Image-grounded pointing data:
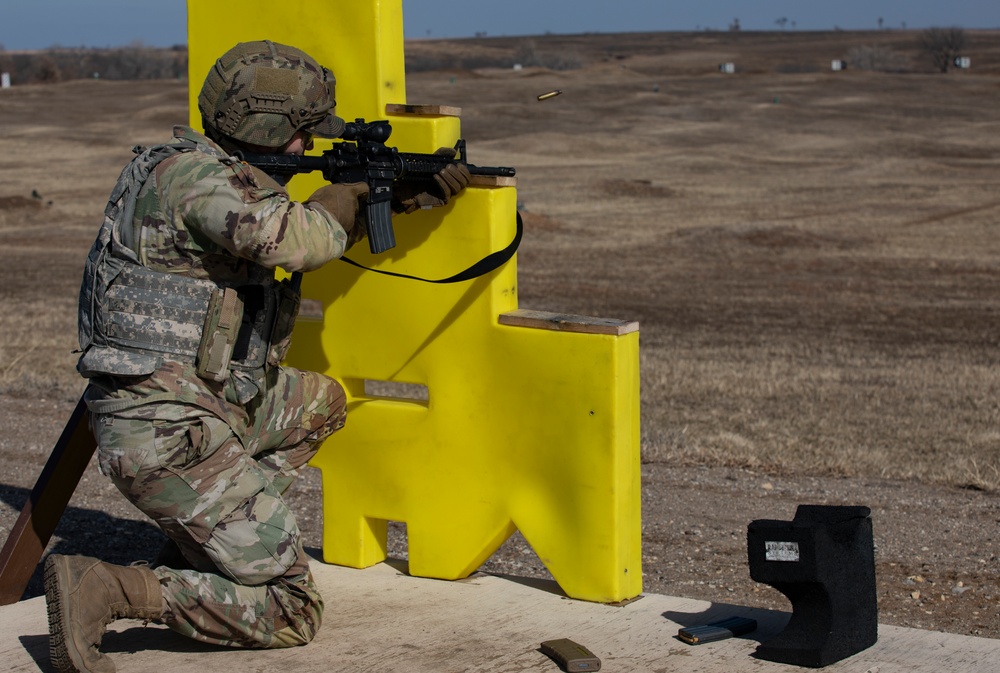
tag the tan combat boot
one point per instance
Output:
(84, 595)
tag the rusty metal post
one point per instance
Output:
(41, 513)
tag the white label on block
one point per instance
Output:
(781, 551)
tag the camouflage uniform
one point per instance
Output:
(208, 460)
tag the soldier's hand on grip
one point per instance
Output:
(343, 201)
(448, 182)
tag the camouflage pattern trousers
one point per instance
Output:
(214, 486)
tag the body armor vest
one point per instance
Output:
(131, 317)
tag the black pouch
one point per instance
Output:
(289, 299)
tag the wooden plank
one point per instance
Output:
(46, 504)
(492, 181)
(567, 323)
(381, 620)
(423, 110)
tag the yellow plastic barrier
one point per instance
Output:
(468, 418)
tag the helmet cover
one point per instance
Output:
(262, 92)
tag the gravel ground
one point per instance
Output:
(936, 548)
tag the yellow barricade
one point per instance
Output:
(468, 418)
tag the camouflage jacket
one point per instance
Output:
(205, 218)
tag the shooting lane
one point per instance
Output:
(468, 418)
(520, 420)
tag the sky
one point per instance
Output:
(37, 24)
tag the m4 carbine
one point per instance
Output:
(365, 157)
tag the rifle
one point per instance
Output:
(365, 157)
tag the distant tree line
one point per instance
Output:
(135, 61)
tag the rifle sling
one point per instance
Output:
(492, 261)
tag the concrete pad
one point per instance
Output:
(381, 619)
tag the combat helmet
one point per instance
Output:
(262, 92)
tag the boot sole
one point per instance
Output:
(59, 653)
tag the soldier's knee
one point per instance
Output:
(255, 549)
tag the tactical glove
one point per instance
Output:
(341, 201)
(449, 181)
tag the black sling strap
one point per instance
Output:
(492, 261)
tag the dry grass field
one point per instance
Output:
(813, 257)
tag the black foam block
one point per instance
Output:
(824, 562)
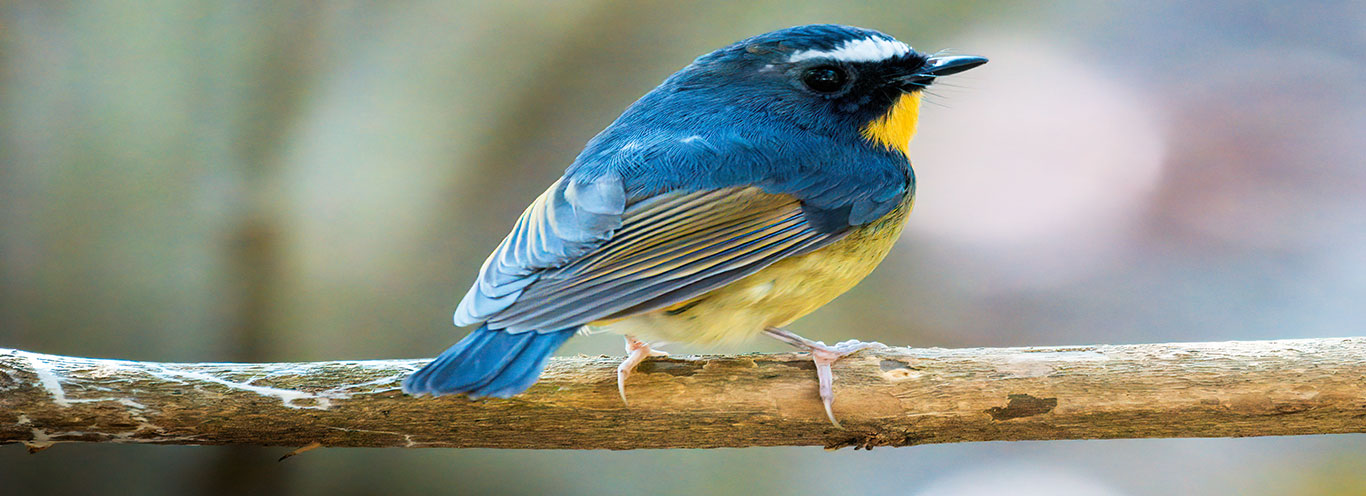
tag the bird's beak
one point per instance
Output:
(940, 66)
(951, 64)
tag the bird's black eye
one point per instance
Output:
(824, 79)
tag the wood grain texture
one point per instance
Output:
(892, 396)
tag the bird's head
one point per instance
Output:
(839, 81)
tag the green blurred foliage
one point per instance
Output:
(209, 181)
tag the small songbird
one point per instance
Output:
(745, 191)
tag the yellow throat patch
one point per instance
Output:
(895, 129)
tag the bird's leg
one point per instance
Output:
(823, 355)
(635, 353)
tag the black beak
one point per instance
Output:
(940, 66)
(951, 64)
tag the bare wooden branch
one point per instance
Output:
(894, 396)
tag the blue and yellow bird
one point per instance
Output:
(745, 191)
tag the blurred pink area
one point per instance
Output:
(209, 181)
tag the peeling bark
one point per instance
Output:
(894, 396)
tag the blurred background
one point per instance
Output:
(295, 181)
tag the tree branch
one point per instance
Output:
(894, 396)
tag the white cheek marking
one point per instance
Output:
(866, 49)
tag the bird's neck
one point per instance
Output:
(896, 127)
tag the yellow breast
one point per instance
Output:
(776, 295)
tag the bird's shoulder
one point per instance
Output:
(839, 182)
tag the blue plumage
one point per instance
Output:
(488, 362)
(732, 164)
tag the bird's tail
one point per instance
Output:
(488, 362)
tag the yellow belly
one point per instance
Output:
(773, 297)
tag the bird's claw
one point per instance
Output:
(824, 355)
(637, 351)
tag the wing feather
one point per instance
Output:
(668, 249)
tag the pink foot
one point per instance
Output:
(824, 355)
(637, 351)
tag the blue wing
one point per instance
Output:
(567, 222)
(665, 249)
(665, 217)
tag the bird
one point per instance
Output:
(746, 190)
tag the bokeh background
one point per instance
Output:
(295, 181)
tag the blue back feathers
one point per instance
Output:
(734, 118)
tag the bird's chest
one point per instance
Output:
(776, 295)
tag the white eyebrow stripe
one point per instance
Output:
(866, 49)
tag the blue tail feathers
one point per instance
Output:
(488, 362)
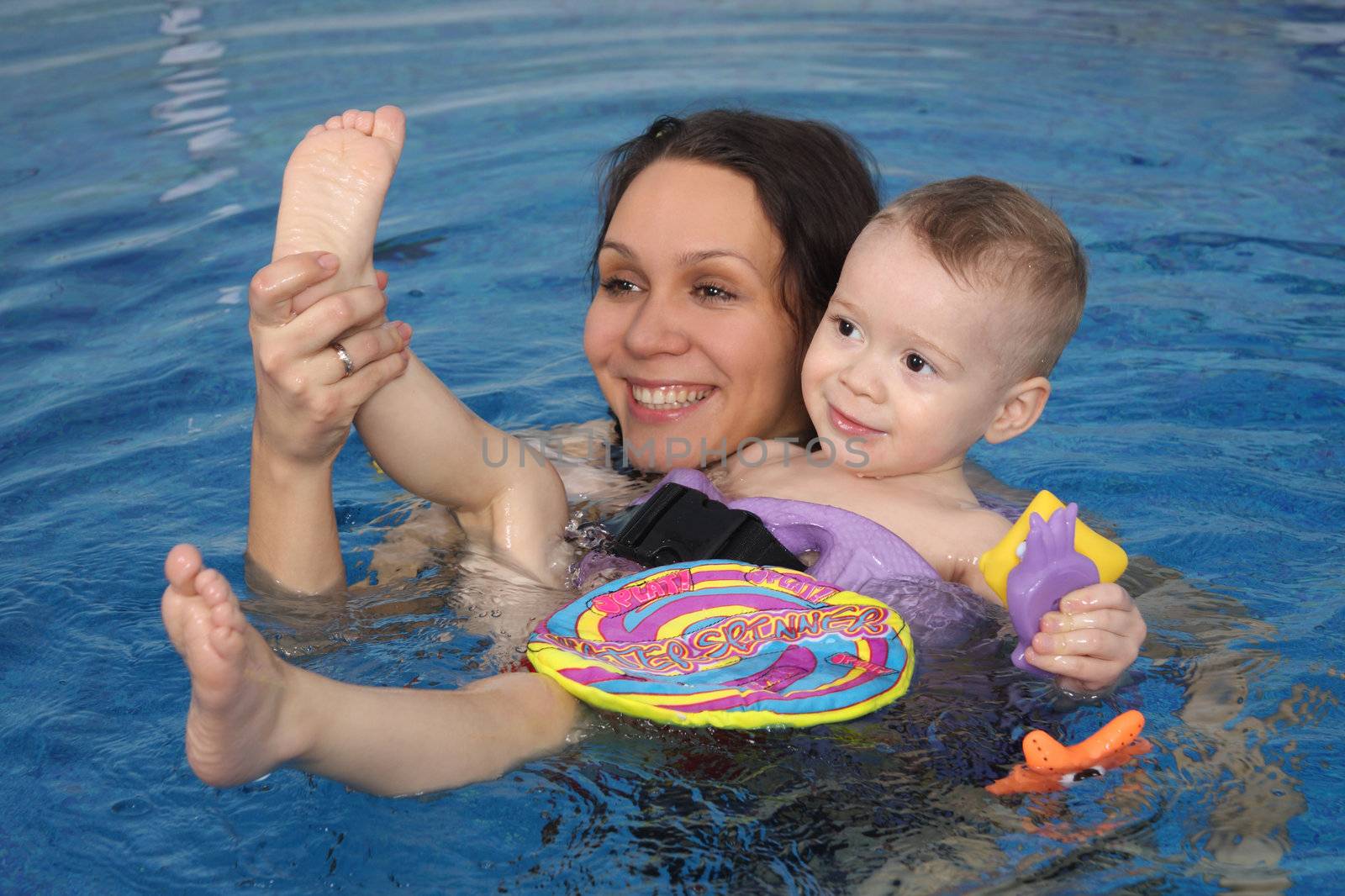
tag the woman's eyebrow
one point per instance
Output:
(705, 255)
(618, 246)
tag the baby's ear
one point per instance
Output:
(1022, 403)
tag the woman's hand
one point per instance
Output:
(306, 398)
(1091, 640)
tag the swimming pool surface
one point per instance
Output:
(1197, 151)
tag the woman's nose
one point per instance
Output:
(657, 329)
(864, 378)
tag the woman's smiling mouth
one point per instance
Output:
(656, 403)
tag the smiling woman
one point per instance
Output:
(724, 235)
(688, 280)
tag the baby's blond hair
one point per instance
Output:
(992, 235)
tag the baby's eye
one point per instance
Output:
(915, 363)
(715, 293)
(616, 286)
(845, 327)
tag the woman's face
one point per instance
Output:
(688, 334)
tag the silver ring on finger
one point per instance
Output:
(345, 358)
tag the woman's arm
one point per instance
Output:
(504, 495)
(306, 403)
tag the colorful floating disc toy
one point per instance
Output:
(728, 645)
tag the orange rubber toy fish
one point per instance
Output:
(1052, 766)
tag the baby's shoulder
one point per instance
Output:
(763, 454)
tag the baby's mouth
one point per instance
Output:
(672, 397)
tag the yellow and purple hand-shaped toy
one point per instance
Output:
(1047, 555)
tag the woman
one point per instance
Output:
(723, 239)
(713, 269)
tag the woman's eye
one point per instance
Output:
(615, 286)
(915, 363)
(715, 293)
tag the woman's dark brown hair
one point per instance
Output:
(815, 183)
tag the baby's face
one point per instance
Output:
(905, 360)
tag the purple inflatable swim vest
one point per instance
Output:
(853, 553)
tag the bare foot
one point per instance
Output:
(334, 192)
(237, 725)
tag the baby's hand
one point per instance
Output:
(1091, 640)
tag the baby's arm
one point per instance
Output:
(434, 445)
(1091, 640)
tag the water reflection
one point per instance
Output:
(195, 111)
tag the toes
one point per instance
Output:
(390, 125)
(181, 567)
(226, 616)
(226, 640)
(213, 587)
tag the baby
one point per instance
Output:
(952, 308)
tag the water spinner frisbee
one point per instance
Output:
(728, 645)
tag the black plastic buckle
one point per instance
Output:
(679, 525)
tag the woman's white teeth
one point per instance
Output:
(669, 397)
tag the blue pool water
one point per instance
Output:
(1196, 150)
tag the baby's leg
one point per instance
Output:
(251, 712)
(334, 192)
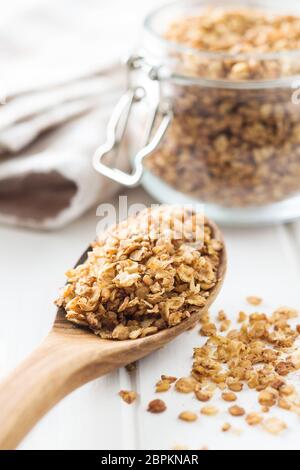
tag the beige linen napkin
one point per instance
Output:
(61, 74)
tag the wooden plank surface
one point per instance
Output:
(262, 262)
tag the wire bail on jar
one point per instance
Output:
(118, 122)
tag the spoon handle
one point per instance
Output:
(51, 372)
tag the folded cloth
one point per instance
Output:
(61, 75)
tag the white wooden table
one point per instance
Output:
(262, 261)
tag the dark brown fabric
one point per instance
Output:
(36, 196)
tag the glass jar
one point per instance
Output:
(222, 129)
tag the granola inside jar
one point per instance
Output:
(228, 94)
(234, 140)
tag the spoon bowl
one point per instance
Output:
(71, 356)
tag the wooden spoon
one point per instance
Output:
(71, 356)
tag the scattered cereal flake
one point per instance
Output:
(128, 396)
(267, 398)
(242, 317)
(225, 325)
(188, 416)
(156, 406)
(284, 404)
(162, 386)
(209, 410)
(229, 396)
(185, 385)
(253, 419)
(274, 425)
(131, 367)
(235, 386)
(221, 316)
(208, 329)
(169, 378)
(203, 395)
(226, 427)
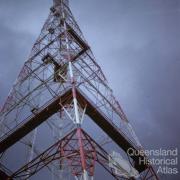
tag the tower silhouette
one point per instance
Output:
(62, 97)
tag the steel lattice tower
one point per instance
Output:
(58, 94)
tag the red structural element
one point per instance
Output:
(77, 148)
(62, 72)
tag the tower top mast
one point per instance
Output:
(58, 2)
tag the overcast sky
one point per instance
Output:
(137, 44)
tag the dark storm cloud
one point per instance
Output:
(136, 43)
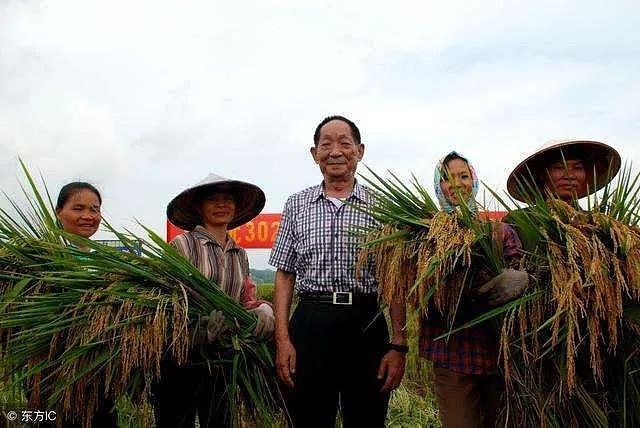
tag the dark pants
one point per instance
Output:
(338, 350)
(466, 400)
(184, 391)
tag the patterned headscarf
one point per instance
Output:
(445, 205)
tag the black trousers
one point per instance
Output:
(338, 351)
(184, 391)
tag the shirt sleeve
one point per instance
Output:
(249, 295)
(283, 255)
(180, 244)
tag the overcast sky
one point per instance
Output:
(144, 98)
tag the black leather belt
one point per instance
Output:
(338, 298)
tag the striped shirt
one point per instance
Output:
(319, 242)
(227, 267)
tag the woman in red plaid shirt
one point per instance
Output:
(466, 382)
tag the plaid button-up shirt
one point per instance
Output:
(319, 242)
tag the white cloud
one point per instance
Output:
(144, 98)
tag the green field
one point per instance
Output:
(412, 404)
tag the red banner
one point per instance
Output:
(258, 233)
(261, 231)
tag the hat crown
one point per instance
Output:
(562, 142)
(212, 179)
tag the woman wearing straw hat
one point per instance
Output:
(567, 169)
(207, 211)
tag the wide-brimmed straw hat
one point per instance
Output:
(183, 210)
(597, 156)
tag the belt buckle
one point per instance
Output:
(342, 298)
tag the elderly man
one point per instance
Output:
(335, 350)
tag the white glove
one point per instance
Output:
(506, 286)
(266, 321)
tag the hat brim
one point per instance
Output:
(183, 210)
(602, 164)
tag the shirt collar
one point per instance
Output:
(358, 192)
(204, 235)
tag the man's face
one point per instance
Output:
(337, 153)
(567, 178)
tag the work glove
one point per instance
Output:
(266, 321)
(210, 327)
(504, 287)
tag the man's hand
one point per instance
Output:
(266, 322)
(286, 361)
(391, 370)
(505, 287)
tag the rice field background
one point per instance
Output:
(412, 404)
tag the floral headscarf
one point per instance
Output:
(445, 205)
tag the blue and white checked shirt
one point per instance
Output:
(319, 242)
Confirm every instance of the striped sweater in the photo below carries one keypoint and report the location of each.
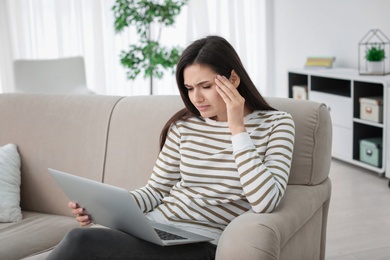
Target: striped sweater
(203, 176)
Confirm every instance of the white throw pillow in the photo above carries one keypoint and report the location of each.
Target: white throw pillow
(10, 184)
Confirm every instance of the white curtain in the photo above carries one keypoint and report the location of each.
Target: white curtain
(48, 29)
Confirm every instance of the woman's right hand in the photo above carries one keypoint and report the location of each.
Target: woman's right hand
(83, 218)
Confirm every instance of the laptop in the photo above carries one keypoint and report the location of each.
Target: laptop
(116, 208)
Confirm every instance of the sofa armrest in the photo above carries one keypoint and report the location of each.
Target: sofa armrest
(262, 236)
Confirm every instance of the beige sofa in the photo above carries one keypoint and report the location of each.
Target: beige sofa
(115, 140)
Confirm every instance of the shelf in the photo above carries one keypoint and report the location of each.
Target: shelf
(366, 122)
(341, 90)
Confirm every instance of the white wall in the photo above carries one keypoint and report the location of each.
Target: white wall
(305, 28)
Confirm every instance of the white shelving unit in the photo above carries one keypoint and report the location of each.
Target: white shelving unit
(340, 90)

**ASSIGNMENT:** Set down exactly, and only, the lines from the one containing "Confirm every instance of the white wall" through the final line of the entries above.

**ANSWER BOX:**
Confirm every instance of the white wall in the photo above carries one keypoint and report the location of each.
Target: white wall
(305, 28)
Confirm every instance of the white shelving unit in the photo above carries one keypoint and report the location of each.
Target: white shelving unit
(340, 90)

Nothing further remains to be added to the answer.